## begin
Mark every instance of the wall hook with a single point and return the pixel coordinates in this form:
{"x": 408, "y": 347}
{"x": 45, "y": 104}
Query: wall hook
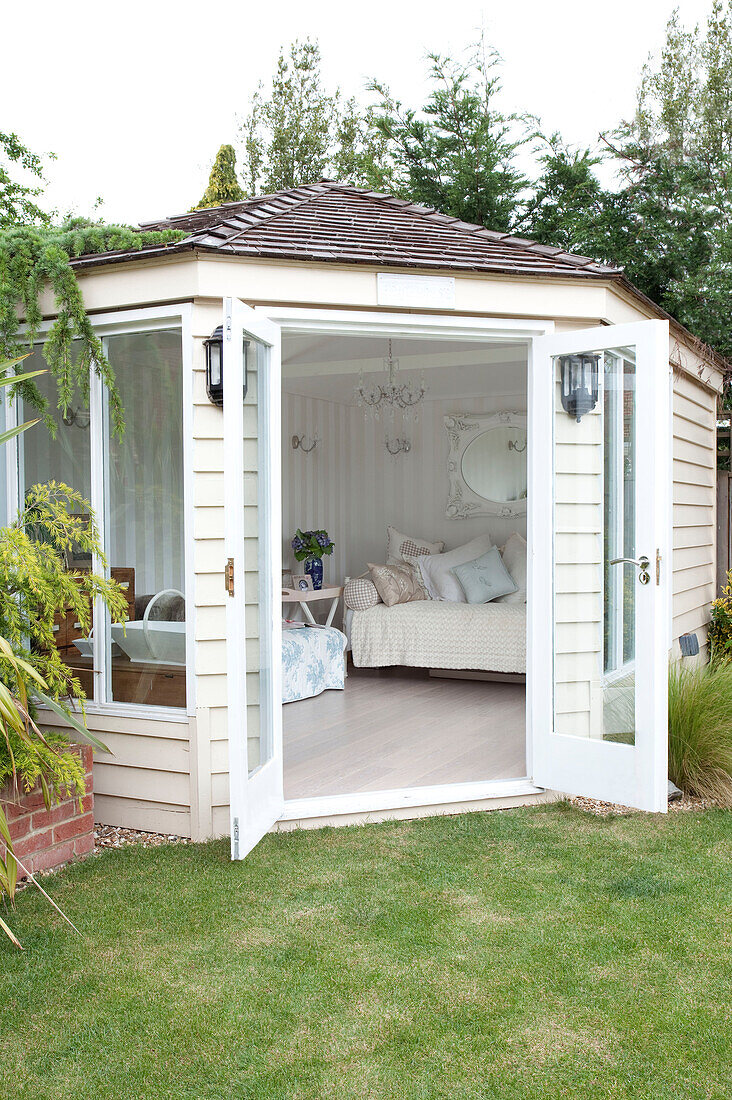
{"x": 298, "y": 442}
{"x": 397, "y": 446}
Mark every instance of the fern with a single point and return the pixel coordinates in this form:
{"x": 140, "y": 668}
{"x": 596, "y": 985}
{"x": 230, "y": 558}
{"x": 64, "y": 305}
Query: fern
{"x": 33, "y": 257}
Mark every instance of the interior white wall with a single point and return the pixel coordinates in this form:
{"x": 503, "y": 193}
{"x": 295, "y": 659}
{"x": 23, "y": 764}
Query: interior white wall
{"x": 351, "y": 486}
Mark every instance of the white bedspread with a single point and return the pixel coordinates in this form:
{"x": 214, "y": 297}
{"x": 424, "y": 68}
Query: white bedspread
{"x": 435, "y": 635}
## end
* _Task description_
Can you copy the whole listing above character for character, leaving the pictures out?

* _Exercise result_
Mark every instance of the wall hook with a single point and return the pixel coordinates in this form:
{"x": 408, "y": 347}
{"x": 45, "y": 104}
Query: wall hook
{"x": 298, "y": 442}
{"x": 397, "y": 446}
Mark every instance of the fern with a single point and return the pixel coordinates in this form:
{"x": 140, "y": 668}
{"x": 596, "y": 985}
{"x": 230, "y": 558}
{"x": 64, "y": 305}
Query: fern
{"x": 33, "y": 257}
Mark every instance of the interior white wall with a single point and return the pixel coordinates in this form:
{"x": 503, "y": 193}
{"x": 295, "y": 659}
{"x": 23, "y": 764}
Query: interior white wall
{"x": 351, "y": 486}
Mark every instance of the white bedspread with a single point and return the pixel coordinates in this form:
{"x": 214, "y": 297}
{"x": 424, "y": 68}
Query: white bedspread
{"x": 435, "y": 635}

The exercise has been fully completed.